== Activity ==
What you return must match the records exactly, with every line included.

== Information supplied ==
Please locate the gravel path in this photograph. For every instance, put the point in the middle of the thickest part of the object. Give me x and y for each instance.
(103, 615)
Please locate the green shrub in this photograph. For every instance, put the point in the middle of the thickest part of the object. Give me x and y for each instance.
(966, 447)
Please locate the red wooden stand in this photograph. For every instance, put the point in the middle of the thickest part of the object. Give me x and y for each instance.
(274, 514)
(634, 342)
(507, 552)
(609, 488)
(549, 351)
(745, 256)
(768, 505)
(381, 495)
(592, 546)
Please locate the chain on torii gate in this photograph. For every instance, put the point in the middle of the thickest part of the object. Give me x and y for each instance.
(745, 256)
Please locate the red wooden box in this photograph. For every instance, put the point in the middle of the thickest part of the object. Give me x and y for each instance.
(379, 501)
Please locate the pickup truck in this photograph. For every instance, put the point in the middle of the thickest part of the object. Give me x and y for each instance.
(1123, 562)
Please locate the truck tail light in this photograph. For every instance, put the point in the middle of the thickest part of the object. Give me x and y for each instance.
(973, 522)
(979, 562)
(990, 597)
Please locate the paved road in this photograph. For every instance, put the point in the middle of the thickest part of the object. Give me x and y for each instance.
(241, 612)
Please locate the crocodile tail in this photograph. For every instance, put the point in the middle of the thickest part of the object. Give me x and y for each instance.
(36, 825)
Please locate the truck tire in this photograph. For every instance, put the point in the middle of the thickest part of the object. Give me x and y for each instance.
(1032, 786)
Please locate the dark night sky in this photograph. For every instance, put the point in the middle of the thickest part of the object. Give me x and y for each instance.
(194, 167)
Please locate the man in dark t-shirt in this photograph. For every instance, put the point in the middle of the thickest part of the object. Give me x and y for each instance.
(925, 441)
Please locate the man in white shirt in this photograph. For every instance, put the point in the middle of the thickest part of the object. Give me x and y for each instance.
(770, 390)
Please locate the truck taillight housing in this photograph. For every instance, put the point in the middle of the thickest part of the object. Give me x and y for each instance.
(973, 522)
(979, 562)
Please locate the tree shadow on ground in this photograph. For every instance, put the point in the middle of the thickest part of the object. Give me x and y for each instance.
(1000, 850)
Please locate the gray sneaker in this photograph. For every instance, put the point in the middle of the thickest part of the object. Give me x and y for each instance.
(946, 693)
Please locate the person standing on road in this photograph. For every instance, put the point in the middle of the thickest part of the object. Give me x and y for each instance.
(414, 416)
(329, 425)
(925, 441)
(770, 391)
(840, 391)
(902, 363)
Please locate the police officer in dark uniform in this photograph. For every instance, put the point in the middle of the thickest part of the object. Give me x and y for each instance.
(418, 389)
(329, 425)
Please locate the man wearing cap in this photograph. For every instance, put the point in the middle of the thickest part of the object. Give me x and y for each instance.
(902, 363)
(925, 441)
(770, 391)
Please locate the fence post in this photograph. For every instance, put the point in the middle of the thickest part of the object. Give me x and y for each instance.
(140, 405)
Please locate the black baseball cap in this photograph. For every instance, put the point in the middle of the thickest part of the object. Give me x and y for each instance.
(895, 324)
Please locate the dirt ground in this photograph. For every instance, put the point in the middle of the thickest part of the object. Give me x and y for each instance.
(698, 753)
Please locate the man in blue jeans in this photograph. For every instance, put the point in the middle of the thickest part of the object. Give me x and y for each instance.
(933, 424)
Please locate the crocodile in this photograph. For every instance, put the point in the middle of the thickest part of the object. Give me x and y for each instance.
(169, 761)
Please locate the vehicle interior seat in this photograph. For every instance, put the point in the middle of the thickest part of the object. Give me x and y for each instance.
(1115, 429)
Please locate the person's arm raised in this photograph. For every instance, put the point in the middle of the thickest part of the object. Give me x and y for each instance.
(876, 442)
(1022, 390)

== Task answer ==
Please locate the gravel path in this photograph. For every instance, put the point in the middle of the thickest part of the object. Give me x and y for each instance.
(103, 615)
Please locate the green shrub in this photograph. For every instance, put the point in the middle of the thickest part of the object. Give me x and y for each instance.
(966, 447)
Please locate the red wooden stand in this photograph. For every instance, put the point in the middle of the thickest part of the object. Give me x and y for each instance.
(274, 514)
(634, 342)
(507, 552)
(609, 488)
(549, 351)
(745, 256)
(768, 505)
(381, 495)
(592, 546)
Please locate the chain on torii gate in this photograph. For every instance, put the point in the middle of the thickest part of the object. Give me x and y for each instance.
(745, 256)
Please locate the red wooden box in this photograph. For every instance, put the point in the middle of the thickest part of the object. Give me x and y for each instance.
(379, 501)
Please locate the pickup truck in this photograph. For every instance, put the point in the middle of the thickest part of the object. Give me x and y for each instance.
(1123, 562)
Please locate the truck tail light in this photograph. For every instance, put the point in the middle of the thickest part of the object. Give me x and y for each instance.
(973, 522)
(979, 562)
(990, 597)
Please locate the paved road in this photograph. For every instance, put the point in the middle of the thickest part of the object. Give me x and y for each instance.
(241, 612)
Please locate the crocodile tail in this photograph. For every instance, put the point in the middle of the thickest part of the object. Give me x and y for each instance.
(36, 825)
Please locate the truck tire in this photograph. For every instance, put the point in the middle of the thickest part of the object. Give me x and y for each instance.
(1032, 786)
Please locate the dark night sky in this photograph. For every instance, put the point in the middle of the thickest part of the object. Give me x and y for each instance.
(194, 167)
Please locate the man in dark t-shirt in this photograph. For every instance, put the point in the middle of the thickest part of the object. Give me x and y for each instance.
(925, 441)
Please locate the man in white shirt in this photograph. For every instance, put the point in the middle of the thickest part of the object. Give me x and y for each instance.
(770, 390)
Please locate the truck taillight housing in this photograph. For every instance, put the point in the middle of the thickest part of the object. Give me x and y for each instance.
(973, 522)
(979, 562)
Please locate the tree shadow on ground in this photograph. For every instance, put the point in the middle of the thickest part of the object. Give me x and y for each instance.
(1000, 850)
Please locate the gray sneaker in this photograph. For every instance, put the point in the middle of the thickest part of the object. Give me x and y for each instance.
(946, 693)
Please locate the person standing on road in this photograph. For every instance, put the point in the middle of the thickest part of the object. Give me x and y for each instance.
(414, 416)
(329, 425)
(925, 441)
(770, 391)
(840, 391)
(902, 363)
Please locate the police officer in dark uniform in this photograph. For every instance, put the point in the middle of the thickest part of the object. Give me x and y for each instance.
(418, 389)
(329, 425)
Please locate the man wearing cap in this photograph. For every instance, put the point in the middle of the thickest part of the object. Give me x and y for each instance.
(902, 363)
(925, 441)
(770, 391)
Please locate the fence post in this photograph. For every instance, put the point in the middle of the thickest part of the object. Give me x and y for each instance.
(140, 405)
Please locate the black baseball cap in this photograph. For every instance, put the point in the middle of the thickest part of the object. Give me x and y for each instance.
(895, 324)
Please locate the dirt ground in this photograph. For every instance, put the point in the middle of the thickest part of the object. Give me x and y for each instance.
(698, 753)
Please locate the man in blue jeans in this photograph. For every instance, put the point in the middle of the thickest part of the object. Give me x and y for each instance.
(933, 424)
Please locate the crocodile in this photograph. For every instance, put the point in the middle of the thickest part of the object. Give me x and y for each instance.
(169, 761)
Please locate the vehicle interior seat in this photograph. For every instance, put the point in the middle of the thickest part of the object. Give me x and y for each instance.
(1115, 429)
Please locate the person's arm raised in this photograph. For every instance, put the point in the middle of the thickest part of the object. Give me x and y for each instance.
(876, 442)
(1022, 390)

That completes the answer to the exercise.